▶ **READING TEXT**:
--*--

Skip to content

Latest commit

 

History

History
362 lines (311 loc) · 16.8 KB

README.md

File metadata and controls

362 lines (311 loc) · 16.8 KB

cvmfsexec package

Whenever possible it is best to install standard cvmfs from native OS packages, but sometimes that is not an option. This package is for mounting cvmfs as an unprivileged user, without the cvmfs package being installed by a system administrator. The package can do this in 4 different ways:

  1. On systems where only fusermount is available, the mountrepo and umountrepo commands can be used to mount cvmfs repositories in the user's own file space. That path can then be bindmounted at /cvmfs by a container manager such as apptainer (formerly known as singularity). A big disadvantage compared to mode 3 below is that if the processes are hard-killed (kill -9), mountpoints are left behind and difficult to clean up.
  2. On systems where fusermount is available and unprivileged user namespaces are enabled, but unprivileged namespace fuse mounts are not available (in particular RHEL <=7.7 with sysctl user.max_user_namespaces > 0), the cvmfsexec command can mount cvmfs repositories, map them into /cvmfs, and unmount them when it exits. apptainer may even be run unprivileged from cvmfs from within cvmfsexec (it has to run unprivileged because setuid-root does not work inside a user namespace).
    This mode shares the disadvantage that mode 1 has compared to mode 3 in that if the processes are hard-killed, mountpoints are left behind.
  3. On systems where unprivileged namespace fuse mounts are available (newer kernels >= 4.18 as on RHEL8 or >= 3.10.0-1127 as on RHEL 7.8), the cvmfsexec command can entirely manage mounting and unmounting of cvmfs repositories in the namespace, so if they get killed everything gets cleanly unmounted. fusermount is not needed in this case.
  4. On systems that have no fusermount nor unprivileged user namespace fuse mounts but do have a setuid installation of singularity >= 3.4 or apptainer, an entirely separate command in this package singcvmfs can mount cvmfs repositories inside a container using the --fusemount feature. With singularity >= 3.6 and RHEL >= 7.8 and unprivileged user namespaces enabled, this can also be used with unprivileged singularity or apptainer.

Supported operating systems

Operating systems currently supported by this package are Red Hat Enterprise Linux (versions 7, 8, and 9) and its derivatives (CentOS, Scientific Linux, Rocky Linux, Alma Linux) and SUSE Linux Enterprise (version 15) and its derivatives (openSUSE Leap). All of those support the x86_64 architecture, and RHEL8 also supports ppc64le and aarch64. Debian/Ubuntu probably could be supported but it would require some development in the makedist command.

--*--

▶ **COLLECTED DATA**:
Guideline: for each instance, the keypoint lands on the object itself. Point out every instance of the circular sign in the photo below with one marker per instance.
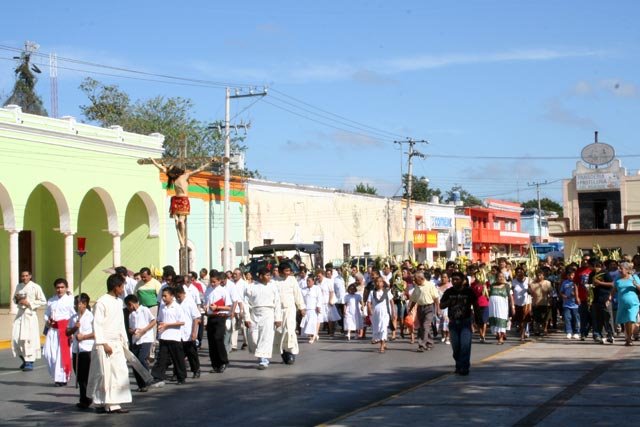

--*--

▶ **WHAT TO WORK ON**:
1: Reproduce the passage of the cvmfsexec README starting at "3. On systems" and ending at "in this case.".
2: According to the cvmfsexec README, which architectures besides x86_64 are supported on RHEL8?
The data has no connection to the cvmfsexec README.

▶ **SOLVED PROBLEMS**:
1:
3. On systems where unprivileged namespace fuse mounts are available (newer kernels >= 4.18 as on RHEL8 or >= 3.10.0-1127 as on RHEL 7.8), the cvmfsexec command can entirely manage mounting and unmounting of cvmfs repositories in the namespace, so if they get killed everything gets cleanly unmounted. fusermount is not needed in this case.

2: ppc64le and aarch64